__EXERCISE DETAILS__: Don't include any picture when you restate the data word for word.

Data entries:
-*-

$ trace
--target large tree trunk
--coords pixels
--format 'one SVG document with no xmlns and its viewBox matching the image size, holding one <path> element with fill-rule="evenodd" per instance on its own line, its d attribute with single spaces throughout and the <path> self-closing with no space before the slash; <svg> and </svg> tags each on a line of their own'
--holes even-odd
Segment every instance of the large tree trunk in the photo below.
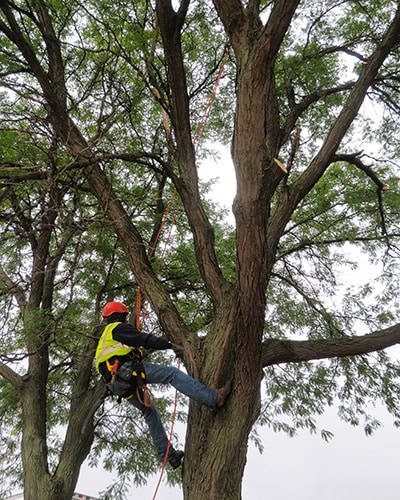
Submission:
<svg viewBox="0 0 400 500">
<path fill-rule="evenodd" d="M 46 353 L 31 357 L 29 380 L 22 389 L 22 464 L 26 500 L 45 498 L 50 489 L 46 449 Z M 45 497 L 43 497 L 43 494 Z"/>
<path fill-rule="evenodd" d="M 219 7 L 229 24 L 232 5 Z M 291 9 L 293 12 L 294 4 Z M 231 39 L 239 75 L 232 145 L 238 180 L 234 206 L 237 288 L 223 301 L 228 312 L 223 313 L 219 304 L 219 328 L 208 339 L 213 355 L 225 359 L 223 372 L 234 375 L 234 390 L 227 405 L 215 416 L 203 408 L 191 407 L 184 468 L 184 494 L 190 500 L 241 498 L 248 438 L 260 411 L 265 287 L 274 260 L 274 255 L 268 255 L 266 231 L 270 199 L 283 174 L 273 163 L 279 150 L 279 117 L 273 65 L 267 64 L 268 44 L 262 37 L 254 44 L 249 42 L 249 33 L 259 25 L 247 25 L 244 17 L 239 24 L 241 28 Z M 257 50 L 262 44 L 265 46 Z M 224 352 L 224 348 L 228 350 L 223 341 L 224 324 L 231 325 L 229 338 L 235 345 L 229 356 Z M 216 359 L 212 358 L 206 358 L 205 364 L 215 367 Z"/>
<path fill-rule="evenodd" d="M 210 383 L 215 375 L 220 383 L 233 379 L 233 388 L 226 404 L 216 411 L 190 404 L 183 471 L 184 498 L 190 500 L 241 498 L 248 437 L 259 415 L 260 353 L 250 342 L 237 352 L 226 342 L 237 336 L 236 325 L 245 323 L 237 314 L 236 301 L 227 300 L 230 307 L 215 325 L 218 332 L 210 351 L 204 352 L 201 375 L 208 372 Z"/>
<path fill-rule="evenodd" d="M 215 415 L 192 404 L 184 465 L 184 498 L 239 500 L 247 442 L 258 414 L 259 391 L 235 390 Z"/>
</svg>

-*-

__RESULT BELOW__:
$ trace
--target large tree trunk
--coords pixels
--format 'one SVG document with no xmlns and its viewBox matching the image size, holding one <path> element with fill-rule="evenodd" per instance on its own line, its d attribute with single spaces throughout and the <path> self-closing with no space before the slash; <svg> and </svg> tags each on a line of their own'
--holes even-odd
Segment every instance of the large tree trunk in the photo below.
Submission:
<svg viewBox="0 0 400 500">
<path fill-rule="evenodd" d="M 46 353 L 31 357 L 29 380 L 22 389 L 22 464 L 26 500 L 45 498 L 50 489 L 46 449 Z M 45 497 L 43 497 L 43 494 Z"/>
<path fill-rule="evenodd" d="M 219 7 L 229 24 L 232 5 Z M 291 9 L 293 12 L 294 4 Z M 231 39 L 239 75 L 232 145 L 238 180 L 234 206 L 237 288 L 223 301 L 228 312 L 223 313 L 219 304 L 219 328 L 208 339 L 213 355 L 225 359 L 223 372 L 234 375 L 234 390 L 227 405 L 215 416 L 203 408 L 191 407 L 184 468 L 184 494 L 190 500 L 241 498 L 248 438 L 260 411 L 265 287 L 274 260 L 274 255 L 268 255 L 266 231 L 270 199 L 283 174 L 273 163 L 279 150 L 279 117 L 273 65 L 267 64 L 268 44 L 262 37 L 254 44 L 249 42 L 249 33 L 259 25 L 247 25 L 244 17 L 239 24 L 241 28 Z M 257 50 L 262 44 L 265 46 Z M 224 352 L 224 348 L 228 350 L 223 341 L 224 324 L 231 325 L 229 338 L 235 345 L 229 356 Z M 216 359 L 212 358 L 206 358 L 205 364 L 215 367 Z"/>
<path fill-rule="evenodd" d="M 210 383 L 215 375 L 220 383 L 233 379 L 233 388 L 226 404 L 216 411 L 190 404 L 183 471 L 184 498 L 190 500 L 241 498 L 248 437 L 259 415 L 260 353 L 250 342 L 237 352 L 226 342 L 237 336 L 236 325 L 245 323 L 237 314 L 236 301 L 227 300 L 230 307 L 215 325 L 218 332 L 210 351 L 204 352 L 201 375 L 208 372 Z"/>
<path fill-rule="evenodd" d="M 215 415 L 192 404 L 184 465 L 184 498 L 239 500 L 247 442 L 258 414 L 259 391 L 235 390 Z"/>
</svg>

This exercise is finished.